*Data for processing*.

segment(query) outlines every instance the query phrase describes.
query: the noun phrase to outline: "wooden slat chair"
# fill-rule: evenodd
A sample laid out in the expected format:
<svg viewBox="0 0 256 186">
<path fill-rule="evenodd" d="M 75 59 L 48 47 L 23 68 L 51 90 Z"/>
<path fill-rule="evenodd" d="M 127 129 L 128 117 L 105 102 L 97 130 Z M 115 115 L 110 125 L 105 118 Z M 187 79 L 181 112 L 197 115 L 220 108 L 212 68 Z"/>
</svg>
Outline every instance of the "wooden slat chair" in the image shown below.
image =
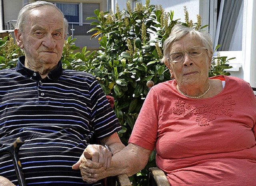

*Challenge*. Return every line of the data above unchanged, leaving out the picture.

*Written reply*.
segment(query) outlines every instance the query phrase describes.
query: the noun phrase to outline: "wooden slat chair"
# fill-rule: evenodd
A sample laid out in the expected format:
<svg viewBox="0 0 256 186">
<path fill-rule="evenodd" d="M 75 59 L 48 47 L 23 68 L 51 90 Z"/>
<path fill-rule="evenodd" d="M 127 129 L 128 117 L 105 102 L 97 130 Z M 115 115 L 110 125 L 105 118 Z M 187 79 L 181 112 L 197 115 L 220 108 L 212 68 Z"/>
</svg>
Outline every instance of the "wooden slat chair" in the image shown below.
image =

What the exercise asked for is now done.